### Records to process
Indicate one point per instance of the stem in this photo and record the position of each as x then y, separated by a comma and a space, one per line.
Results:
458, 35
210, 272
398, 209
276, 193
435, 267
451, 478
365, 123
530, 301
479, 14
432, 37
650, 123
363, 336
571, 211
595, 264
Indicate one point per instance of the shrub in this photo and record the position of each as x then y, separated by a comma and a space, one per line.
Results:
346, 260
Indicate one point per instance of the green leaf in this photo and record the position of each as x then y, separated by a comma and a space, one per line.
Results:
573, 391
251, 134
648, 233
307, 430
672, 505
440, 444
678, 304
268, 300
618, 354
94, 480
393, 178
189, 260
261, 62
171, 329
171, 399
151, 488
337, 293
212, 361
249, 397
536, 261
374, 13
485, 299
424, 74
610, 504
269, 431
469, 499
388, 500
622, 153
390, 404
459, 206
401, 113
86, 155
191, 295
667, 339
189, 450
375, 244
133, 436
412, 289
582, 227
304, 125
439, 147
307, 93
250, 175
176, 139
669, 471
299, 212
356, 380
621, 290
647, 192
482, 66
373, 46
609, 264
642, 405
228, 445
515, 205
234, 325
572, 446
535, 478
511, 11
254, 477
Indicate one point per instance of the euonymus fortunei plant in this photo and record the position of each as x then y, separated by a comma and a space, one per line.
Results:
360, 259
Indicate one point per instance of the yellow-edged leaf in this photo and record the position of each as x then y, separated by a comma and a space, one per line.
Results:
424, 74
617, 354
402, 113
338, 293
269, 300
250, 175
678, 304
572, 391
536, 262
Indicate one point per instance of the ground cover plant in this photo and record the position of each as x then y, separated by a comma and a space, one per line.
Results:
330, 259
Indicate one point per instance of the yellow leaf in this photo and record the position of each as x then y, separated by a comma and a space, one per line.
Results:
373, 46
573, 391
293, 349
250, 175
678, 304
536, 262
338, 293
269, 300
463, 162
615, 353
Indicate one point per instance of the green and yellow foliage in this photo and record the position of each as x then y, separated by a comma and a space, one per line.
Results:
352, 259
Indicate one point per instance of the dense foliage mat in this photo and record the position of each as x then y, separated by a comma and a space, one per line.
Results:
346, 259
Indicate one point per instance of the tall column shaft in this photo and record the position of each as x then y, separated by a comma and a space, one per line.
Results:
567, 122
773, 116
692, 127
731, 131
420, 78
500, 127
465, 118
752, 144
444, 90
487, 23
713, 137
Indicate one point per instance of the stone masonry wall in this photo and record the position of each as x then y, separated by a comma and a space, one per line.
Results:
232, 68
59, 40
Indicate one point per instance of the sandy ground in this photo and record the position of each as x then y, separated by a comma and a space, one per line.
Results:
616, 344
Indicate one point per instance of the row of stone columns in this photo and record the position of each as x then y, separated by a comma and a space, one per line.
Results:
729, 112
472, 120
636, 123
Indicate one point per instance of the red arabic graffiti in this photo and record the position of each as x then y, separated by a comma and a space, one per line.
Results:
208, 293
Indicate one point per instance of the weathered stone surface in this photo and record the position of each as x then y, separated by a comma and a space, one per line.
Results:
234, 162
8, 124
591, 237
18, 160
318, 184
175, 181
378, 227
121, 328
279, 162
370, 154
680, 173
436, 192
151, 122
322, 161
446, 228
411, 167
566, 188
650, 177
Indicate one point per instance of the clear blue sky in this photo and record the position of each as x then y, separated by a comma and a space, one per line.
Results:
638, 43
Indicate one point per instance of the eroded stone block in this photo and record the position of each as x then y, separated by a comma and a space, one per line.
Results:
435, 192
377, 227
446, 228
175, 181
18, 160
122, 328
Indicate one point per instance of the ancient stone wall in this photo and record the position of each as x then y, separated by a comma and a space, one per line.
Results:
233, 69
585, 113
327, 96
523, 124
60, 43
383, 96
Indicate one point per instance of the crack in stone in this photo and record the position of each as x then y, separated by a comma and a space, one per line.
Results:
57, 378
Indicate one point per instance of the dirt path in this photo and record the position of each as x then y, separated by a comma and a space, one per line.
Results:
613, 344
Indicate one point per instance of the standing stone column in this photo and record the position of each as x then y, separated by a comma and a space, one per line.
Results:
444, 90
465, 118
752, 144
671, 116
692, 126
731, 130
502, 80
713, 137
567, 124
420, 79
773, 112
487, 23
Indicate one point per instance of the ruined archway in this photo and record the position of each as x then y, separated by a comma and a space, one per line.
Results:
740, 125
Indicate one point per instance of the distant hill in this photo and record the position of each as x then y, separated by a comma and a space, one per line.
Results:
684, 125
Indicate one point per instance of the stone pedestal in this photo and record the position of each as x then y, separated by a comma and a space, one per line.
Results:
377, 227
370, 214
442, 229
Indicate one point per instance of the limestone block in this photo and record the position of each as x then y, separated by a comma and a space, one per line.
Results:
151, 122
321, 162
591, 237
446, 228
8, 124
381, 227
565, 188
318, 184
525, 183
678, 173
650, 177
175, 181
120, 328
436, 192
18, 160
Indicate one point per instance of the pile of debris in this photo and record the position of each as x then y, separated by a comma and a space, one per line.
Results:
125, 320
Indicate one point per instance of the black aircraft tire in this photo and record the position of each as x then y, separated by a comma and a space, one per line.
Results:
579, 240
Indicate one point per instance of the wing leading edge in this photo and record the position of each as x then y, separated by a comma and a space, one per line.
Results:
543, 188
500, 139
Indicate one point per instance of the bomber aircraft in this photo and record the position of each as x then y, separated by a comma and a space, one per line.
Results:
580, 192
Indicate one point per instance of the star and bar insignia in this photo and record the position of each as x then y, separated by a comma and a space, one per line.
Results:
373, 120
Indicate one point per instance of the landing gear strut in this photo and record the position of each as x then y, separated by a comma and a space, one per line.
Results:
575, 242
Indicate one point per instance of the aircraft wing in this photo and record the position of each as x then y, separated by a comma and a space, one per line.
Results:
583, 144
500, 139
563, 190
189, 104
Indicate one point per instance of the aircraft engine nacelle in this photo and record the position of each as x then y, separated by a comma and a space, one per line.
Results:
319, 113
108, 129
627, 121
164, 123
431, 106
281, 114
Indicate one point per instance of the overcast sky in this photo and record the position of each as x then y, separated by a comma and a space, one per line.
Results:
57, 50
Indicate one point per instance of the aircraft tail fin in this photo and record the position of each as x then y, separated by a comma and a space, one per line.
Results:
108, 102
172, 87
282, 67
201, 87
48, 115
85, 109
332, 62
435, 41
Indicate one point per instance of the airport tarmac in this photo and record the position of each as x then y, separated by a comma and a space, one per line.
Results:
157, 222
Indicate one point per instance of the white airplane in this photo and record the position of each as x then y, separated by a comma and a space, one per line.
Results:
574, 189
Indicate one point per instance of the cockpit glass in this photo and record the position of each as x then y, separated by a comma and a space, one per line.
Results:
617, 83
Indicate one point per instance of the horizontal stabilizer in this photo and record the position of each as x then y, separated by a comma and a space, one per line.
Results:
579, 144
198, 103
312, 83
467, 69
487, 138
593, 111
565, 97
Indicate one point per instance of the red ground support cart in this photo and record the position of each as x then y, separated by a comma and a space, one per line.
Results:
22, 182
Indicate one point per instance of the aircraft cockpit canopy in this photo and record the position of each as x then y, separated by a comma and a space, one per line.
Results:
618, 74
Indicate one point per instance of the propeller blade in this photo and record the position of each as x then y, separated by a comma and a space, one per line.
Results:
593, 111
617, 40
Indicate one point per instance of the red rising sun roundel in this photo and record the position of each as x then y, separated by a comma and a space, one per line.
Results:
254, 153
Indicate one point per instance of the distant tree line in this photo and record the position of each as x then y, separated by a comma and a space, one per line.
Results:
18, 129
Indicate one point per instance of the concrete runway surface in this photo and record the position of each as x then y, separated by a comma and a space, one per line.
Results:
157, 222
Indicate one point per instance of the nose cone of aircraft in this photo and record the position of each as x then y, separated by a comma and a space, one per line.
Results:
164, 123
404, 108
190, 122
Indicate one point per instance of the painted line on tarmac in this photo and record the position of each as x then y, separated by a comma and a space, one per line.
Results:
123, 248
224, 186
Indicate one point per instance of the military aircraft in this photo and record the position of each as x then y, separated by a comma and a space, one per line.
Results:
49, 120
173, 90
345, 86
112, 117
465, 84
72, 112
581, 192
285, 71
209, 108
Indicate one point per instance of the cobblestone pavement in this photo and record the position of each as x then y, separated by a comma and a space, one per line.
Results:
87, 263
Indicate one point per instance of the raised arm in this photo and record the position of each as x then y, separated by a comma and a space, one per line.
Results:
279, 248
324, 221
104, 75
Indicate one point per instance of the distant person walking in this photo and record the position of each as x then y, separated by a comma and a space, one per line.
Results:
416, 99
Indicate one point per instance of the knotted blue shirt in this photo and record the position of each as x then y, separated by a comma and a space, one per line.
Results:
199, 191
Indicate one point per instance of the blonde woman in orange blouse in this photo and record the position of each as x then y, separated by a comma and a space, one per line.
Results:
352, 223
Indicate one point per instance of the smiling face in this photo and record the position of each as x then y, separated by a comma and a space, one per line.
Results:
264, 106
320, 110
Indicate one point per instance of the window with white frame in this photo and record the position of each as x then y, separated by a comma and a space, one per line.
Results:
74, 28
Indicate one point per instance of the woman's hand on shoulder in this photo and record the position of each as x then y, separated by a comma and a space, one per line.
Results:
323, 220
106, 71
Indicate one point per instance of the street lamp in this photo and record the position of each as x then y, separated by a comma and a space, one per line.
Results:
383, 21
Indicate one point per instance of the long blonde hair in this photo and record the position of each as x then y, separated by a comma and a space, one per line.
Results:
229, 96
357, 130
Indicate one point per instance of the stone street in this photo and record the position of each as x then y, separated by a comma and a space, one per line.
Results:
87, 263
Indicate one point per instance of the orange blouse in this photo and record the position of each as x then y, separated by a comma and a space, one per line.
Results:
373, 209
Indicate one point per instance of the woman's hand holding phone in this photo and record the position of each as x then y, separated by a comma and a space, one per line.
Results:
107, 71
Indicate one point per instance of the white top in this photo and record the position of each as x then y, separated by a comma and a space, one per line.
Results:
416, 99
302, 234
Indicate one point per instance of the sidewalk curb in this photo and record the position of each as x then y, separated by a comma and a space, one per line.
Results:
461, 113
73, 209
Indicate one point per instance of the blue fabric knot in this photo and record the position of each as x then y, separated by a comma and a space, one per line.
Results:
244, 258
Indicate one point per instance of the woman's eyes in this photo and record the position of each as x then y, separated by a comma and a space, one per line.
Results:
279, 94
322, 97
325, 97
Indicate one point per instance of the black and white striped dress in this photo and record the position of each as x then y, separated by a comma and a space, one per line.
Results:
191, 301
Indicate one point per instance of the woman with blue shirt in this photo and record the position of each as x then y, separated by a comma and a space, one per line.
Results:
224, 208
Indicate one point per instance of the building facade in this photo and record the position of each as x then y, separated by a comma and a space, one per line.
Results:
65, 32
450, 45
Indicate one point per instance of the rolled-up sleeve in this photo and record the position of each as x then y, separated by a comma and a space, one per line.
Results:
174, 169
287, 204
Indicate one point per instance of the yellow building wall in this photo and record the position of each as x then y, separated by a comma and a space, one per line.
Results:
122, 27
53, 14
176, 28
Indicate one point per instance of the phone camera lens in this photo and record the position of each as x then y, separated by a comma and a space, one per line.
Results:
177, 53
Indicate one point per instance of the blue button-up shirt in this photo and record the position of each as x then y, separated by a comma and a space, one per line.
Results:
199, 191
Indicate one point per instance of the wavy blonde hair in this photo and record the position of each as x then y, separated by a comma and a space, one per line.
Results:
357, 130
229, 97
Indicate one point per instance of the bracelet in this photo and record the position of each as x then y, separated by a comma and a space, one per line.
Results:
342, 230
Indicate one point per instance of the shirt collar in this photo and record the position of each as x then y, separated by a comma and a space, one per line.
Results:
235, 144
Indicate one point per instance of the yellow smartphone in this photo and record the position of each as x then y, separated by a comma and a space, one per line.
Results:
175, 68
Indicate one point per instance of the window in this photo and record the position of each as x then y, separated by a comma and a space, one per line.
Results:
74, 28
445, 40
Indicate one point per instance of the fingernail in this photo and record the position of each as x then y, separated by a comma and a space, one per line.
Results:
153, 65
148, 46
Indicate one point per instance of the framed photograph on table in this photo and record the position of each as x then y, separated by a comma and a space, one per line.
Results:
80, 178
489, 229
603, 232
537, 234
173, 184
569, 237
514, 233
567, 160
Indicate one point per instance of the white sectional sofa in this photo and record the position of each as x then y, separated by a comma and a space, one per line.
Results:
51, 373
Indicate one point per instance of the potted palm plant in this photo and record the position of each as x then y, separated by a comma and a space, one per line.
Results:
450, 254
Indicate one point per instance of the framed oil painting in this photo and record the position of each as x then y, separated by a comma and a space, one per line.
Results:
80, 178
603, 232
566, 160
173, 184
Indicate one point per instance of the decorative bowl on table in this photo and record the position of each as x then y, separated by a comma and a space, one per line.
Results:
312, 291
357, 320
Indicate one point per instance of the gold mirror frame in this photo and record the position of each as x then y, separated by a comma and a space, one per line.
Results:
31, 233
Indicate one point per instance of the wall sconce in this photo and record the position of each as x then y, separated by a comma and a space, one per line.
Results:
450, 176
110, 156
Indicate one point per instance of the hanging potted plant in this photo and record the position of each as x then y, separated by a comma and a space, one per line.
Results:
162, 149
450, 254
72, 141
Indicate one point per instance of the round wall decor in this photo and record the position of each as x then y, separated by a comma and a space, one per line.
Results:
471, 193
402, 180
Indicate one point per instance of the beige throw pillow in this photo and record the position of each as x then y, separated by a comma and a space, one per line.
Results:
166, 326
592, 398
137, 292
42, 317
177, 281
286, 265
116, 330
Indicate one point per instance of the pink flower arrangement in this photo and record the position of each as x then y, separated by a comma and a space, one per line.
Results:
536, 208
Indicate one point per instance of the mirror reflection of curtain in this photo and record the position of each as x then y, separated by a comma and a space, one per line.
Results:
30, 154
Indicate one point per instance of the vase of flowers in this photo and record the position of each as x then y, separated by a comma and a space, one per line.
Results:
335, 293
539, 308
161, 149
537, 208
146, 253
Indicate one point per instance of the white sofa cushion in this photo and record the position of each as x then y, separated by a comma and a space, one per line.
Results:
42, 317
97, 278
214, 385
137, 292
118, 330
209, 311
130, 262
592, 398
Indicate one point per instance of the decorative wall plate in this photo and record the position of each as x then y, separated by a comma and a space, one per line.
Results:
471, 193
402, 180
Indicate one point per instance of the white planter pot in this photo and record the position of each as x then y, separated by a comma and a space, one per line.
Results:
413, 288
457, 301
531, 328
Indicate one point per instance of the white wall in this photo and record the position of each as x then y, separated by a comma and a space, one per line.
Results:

### Task to carry out
Go back to the listing above. Copy word for word the lines from the one with "Indicate one point per instance of the ancient" through the one with "Indicate one point per instance of the standing", and nothing more.

### Solution to this task
Indicate one point per instance of the ancient stone wall in this photo and record the position of each as x then y, separated by a comma and a space, one per line.
Results:
233, 69
585, 113
327, 96
523, 124
60, 43
383, 96
Indicate one point per instance of the crack in stone in this photo and record the position of each as x then y, separated by a comma and a space, one per line.
Results:
57, 378
Indicate one point per instance of the dirt path in this photo and record the position of each as x then y, separated by a comma and a space, one per line.
Results:
613, 344
Indicate one point per instance of the standing stone column in this photo and record the position of each as x then y, separated by a comma and a space, one per line.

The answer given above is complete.